*** Opening QUOTED PASSAGE ***

The Thinkiest Thinkpiece

[Content Note: Mass shootings; descriptions of violence and threats of violence; disablism.]

Malcolm Gladwell, Lord Thinkpiece of Thynkpease Manor, has written the thinkiest of all the thinkpieces about mass shootings committed by young men:
But what if the way to explain the school-shooting epidemic is to go back and use the Granovetterian model—to think of it as a slow-motion, ever-evolving riot, in which each new participant's action makes sense in reaction to and in combination with those who came before?
What if?! Well, I can tell you one answer to that question: If that model is indeed the way to explain the school-shooting epidemic, it necessitates viewing these shootings as among the "situations in which people did things for social reasons that went against everything they believed as individuals," which in turn requires, like so many thinkpieces before it, ignoring that most of these shooters have very strong beliefs that women are a sex class who owe men sex on demand.

I have read piece after piece after piece written by men searching for explanations and advancing theories and proposing solutions, all of them flatly refusing to even mention that the allegedly elusive thread between most of these shootings is toxic masculinity. Which is not elusive at all. Because the shooters themselves reveal this motive. And then other men refuse to listen.

*** Closing QUOTED PASSAGE ***
*** Opening SOURCE DATA ***

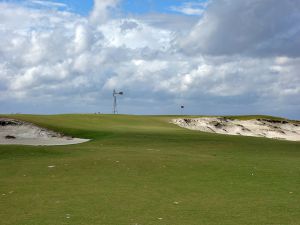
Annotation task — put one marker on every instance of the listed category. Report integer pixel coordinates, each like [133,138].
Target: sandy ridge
[23,133]
[284,130]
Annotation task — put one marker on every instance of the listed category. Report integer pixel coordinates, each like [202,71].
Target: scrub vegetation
[144,170]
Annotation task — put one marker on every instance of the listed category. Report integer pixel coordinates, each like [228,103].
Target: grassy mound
[144,170]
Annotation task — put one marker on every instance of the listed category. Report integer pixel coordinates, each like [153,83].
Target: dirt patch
[284,130]
[16,132]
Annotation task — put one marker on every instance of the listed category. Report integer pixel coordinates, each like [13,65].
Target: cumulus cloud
[261,28]
[191,8]
[66,62]
[101,10]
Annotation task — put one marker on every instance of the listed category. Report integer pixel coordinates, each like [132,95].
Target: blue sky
[212,58]
[83,7]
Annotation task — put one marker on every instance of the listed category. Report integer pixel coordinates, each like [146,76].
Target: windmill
[115,94]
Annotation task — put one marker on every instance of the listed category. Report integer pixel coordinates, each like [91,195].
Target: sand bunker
[284,130]
[15,132]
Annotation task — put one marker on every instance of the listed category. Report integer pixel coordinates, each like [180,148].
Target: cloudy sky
[214,57]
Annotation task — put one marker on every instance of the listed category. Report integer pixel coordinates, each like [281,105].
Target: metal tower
[115,108]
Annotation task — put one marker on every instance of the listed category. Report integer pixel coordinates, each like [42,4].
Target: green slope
[144,170]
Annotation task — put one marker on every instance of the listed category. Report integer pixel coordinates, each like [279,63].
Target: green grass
[136,167]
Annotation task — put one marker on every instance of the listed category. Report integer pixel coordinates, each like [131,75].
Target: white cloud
[49,4]
[101,10]
[259,28]
[61,57]
[191,8]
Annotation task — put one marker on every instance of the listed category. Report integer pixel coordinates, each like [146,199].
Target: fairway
[143,170]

*** Closing SOURCE DATA ***

◆ QUESTIONS TO ANSWER
a – From the Gladwell post, output the text starting with "Malcolm Gladwell, Lord" and going on through "who came before?".
b – Rewrite the paragraph of the Gladwell post that begins "I have read piece after piece" in fewer words, keeping its main points.
c – Answer these questions from the Gladwell post:
(i) What topics does the content note list?
(ii) Which model does the quoted passage suggest using to explain the school-shooting epidemic?
(iii) According to the author, what thread connects most of these shootings?

◆ EXERCISE RESPONSES
a –
Malcolm Gladwell, Lord Thinkpiece of Thynkpease Manor, has written the thinkiest of all the thinkpieces about mass shootings committed by young men:
But what if the way to explain the school-shooting epidemic is to go back and use the Granovetterian model—to think of it as a slow-motion, ever-evolving riot, in which each new participant's action makes sense in reaction to and in combination with those who came before?

b – The author has read many pieces by men seeking explanations, theories and solutions for these shootings. None of them mentions the link between most of the shootings, which is toxic masculinity. The author says that link is not elusive, because the shooters themselves reveal this motive, and other men refuse to listen.

c –
(i) Mass shootings; descriptions of violence and threats of violence; disablism.
(ii) The Granovetterian model.
(iii) Toxic masculinity.